__Exercise aim__: Render the stretch of the records from the line containing "Exercise. Mark the sky" through the end of the records as a JSON list of strings, one per line, skipping blank lines.

__Exercise data__:
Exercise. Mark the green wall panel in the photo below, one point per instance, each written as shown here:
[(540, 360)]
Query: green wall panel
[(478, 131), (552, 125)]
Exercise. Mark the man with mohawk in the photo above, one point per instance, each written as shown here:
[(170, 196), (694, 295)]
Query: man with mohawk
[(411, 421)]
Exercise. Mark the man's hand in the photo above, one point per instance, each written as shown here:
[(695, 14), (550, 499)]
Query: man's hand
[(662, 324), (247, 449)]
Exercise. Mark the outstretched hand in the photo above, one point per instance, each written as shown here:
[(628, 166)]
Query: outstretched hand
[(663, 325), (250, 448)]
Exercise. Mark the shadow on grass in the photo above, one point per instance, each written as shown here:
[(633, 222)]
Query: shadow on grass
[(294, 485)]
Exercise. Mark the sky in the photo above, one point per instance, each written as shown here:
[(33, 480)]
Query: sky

__Full answer__:
[
  "Exercise. Mark the sky in the photo above, one point per instance, each written as shown here:",
  "[(33, 480)]",
  "Query: sky"
]